Transform a triangle on a plane

Question

There is a triangle with points P1(x1,y1),P2(x2,y2),P3(x3,y3) on an XY plane.

The final position after transformation are known to us, P1'(x,y) and P2'(x,y) How can I find the third point?

Using slope (or distance) formula gives two solutions (one is mirror image of another). Assuming the transformation is a combination of translation and rotation, how do I get the new coordinates of the final point P3' ?

Answer 1

If you already have got solution using distance formula, you need only to choose what mirror point is needed. To clarify, find sign of cross product of P1P2 vector and P1P3 vector. Then find sign of cross product of of P1'P2' vector and P1'Px vector. If signs differ, get another point.

CrossProduct = (P2.X - P1.X) * (P3.Y - P1.Y) - (P2.Y - P1.Y) * (P3.X - P1.X)

In general case you can find transformation matrix coefficients and apply this matrix to the third point

     c  -s  0
M =  s   c  0
     dx  dy 1 

equation system

c * x1 + s * y1 + dx = x1' 
-s * x1 + c * y1 + dy = y1' 
c * x2 + s * y2 + dx = x2' 
-s * x2 + c * y2 + dy = y2' 

solve it for unknown c, s, dx, dy (really c and s are not independent)
═══
## Requirements
Starting at "Transform a triangle" and stopping after "the third point?", write out the triangle transformation thread again with "shape" substituted for every "triangle".

## Raw data
═══
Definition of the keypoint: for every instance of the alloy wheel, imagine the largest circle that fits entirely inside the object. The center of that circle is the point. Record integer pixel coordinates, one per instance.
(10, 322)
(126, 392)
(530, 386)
═══
## Expected output
Transform a shape on a plane

Question

There is a shape with points P1(x1,y1),P2(x2,y2),P3(x3,y3) on an XY plane.

The final position after transformation are known to us, P1'(x,y) and P2'(x,y) How can I find the third point?